Data to process:
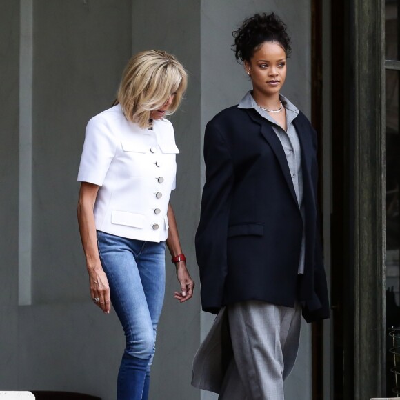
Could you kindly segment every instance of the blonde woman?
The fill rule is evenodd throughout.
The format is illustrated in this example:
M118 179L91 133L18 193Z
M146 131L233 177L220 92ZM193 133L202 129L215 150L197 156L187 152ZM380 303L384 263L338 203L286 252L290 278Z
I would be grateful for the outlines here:
M125 69L115 105L86 128L78 221L92 299L106 314L112 303L125 332L117 400L148 397L166 243L180 284L174 297L183 303L193 292L169 203L179 152L164 118L178 108L186 83L173 56L140 52Z

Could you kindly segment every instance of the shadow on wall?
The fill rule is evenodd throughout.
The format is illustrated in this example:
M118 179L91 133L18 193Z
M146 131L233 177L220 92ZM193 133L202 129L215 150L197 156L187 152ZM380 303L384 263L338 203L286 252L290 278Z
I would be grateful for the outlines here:
M32 390L36 400L101 400L101 397L83 394L82 393L72 393L70 392L46 392Z

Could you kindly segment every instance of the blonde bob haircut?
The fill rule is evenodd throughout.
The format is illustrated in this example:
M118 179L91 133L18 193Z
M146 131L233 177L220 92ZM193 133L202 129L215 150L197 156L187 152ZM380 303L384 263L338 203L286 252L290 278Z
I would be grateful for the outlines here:
M186 90L188 75L175 57L149 50L133 56L125 68L114 104L121 104L128 121L150 128L152 111L159 110L174 94L167 111L173 114Z

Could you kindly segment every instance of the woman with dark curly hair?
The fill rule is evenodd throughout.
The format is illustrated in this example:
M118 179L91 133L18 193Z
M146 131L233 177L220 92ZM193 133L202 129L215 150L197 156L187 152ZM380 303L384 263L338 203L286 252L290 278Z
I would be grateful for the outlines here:
M317 210L317 134L281 94L290 40L274 13L233 32L252 85L207 125L196 234L204 311L218 313L192 384L229 400L282 400L301 313L329 317Z

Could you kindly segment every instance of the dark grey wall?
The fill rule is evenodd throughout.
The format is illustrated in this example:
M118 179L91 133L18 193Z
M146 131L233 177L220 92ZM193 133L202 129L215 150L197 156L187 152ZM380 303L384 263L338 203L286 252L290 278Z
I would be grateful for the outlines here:
M111 106L130 57L130 0L34 1L34 303L88 297L77 168L86 124Z
M17 382L19 50L19 3L1 1L0 387L4 388Z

Your task:
Reproduce all of the entries above word for word, omitting the picture.

The completed task:
Could you kindly segment every instance of the blonde woman?
The fill rule is evenodd throughout.
The format is illustrated in this example:
M118 179L91 133L18 193Z
M146 131L233 177L220 92ZM193 133L202 129L215 150L197 156L187 152ZM380 303L384 263L338 203L286 252L290 278Z
I would be grateful for the outlines here:
M125 69L115 105L86 128L78 221L92 299L106 314L112 303L125 332L117 400L148 397L166 243L180 284L174 297L183 303L193 292L169 203L179 152L164 118L178 108L186 83L173 56L140 52Z

Could you kindly segment every instance of the shadow on wall?
The fill rule is evenodd throughout.
The format is illustrated in this example:
M118 179L91 133L18 193Z
M146 131L233 177L220 92ZM193 133L202 129L215 150L197 156L187 152ZM380 303L384 263L338 203L286 252L290 278Z
I would be grateful for the outlines here:
M32 390L36 400L101 400L101 397L83 394L82 393L72 393L70 392L46 392Z

Could you kindly segment every instance of the blonde bob haircut?
The fill rule is evenodd throughout.
The format is illustrated in this example:
M118 179L91 133L18 193Z
M146 131L233 177L220 92ZM193 133L202 129L215 150L197 156L187 152ZM380 303L384 263L338 203L286 252L290 278Z
I would be grateful for the outlines here:
M186 90L188 75L175 57L149 50L133 56L125 68L114 104L121 104L128 121L150 128L152 111L159 110L174 94L167 111L173 114Z

Could you kindly segment every instance of the woman with dark curly hair?
The fill rule is evenodd throughout.
The format is illustrated in this example:
M118 179L91 133L18 193Z
M146 131L233 177L220 92ZM193 133L202 129L215 150L197 156L187 152ZM380 303L384 263L338 203L286 252L290 278Z
I would be grateful for the outlines here:
M317 210L317 134L281 94L290 40L274 13L233 32L252 85L207 125L196 234L204 311L218 313L192 384L229 400L282 400L301 313L329 317Z

Could you kindly segment every instance of the dark grey wall?
The fill rule is evenodd throughout.
The format is illustrated in this example:
M118 179L91 133L18 193Z
M146 131L233 177L220 92ZM193 133L202 129L215 150L197 156L187 152ZM380 303L384 263L338 203L286 252L290 278Z
I would be grateful for the outlines here:
M111 106L130 57L130 0L34 1L34 303L88 297L77 168L86 124Z
M17 382L19 50L19 3L1 1L0 387L4 388Z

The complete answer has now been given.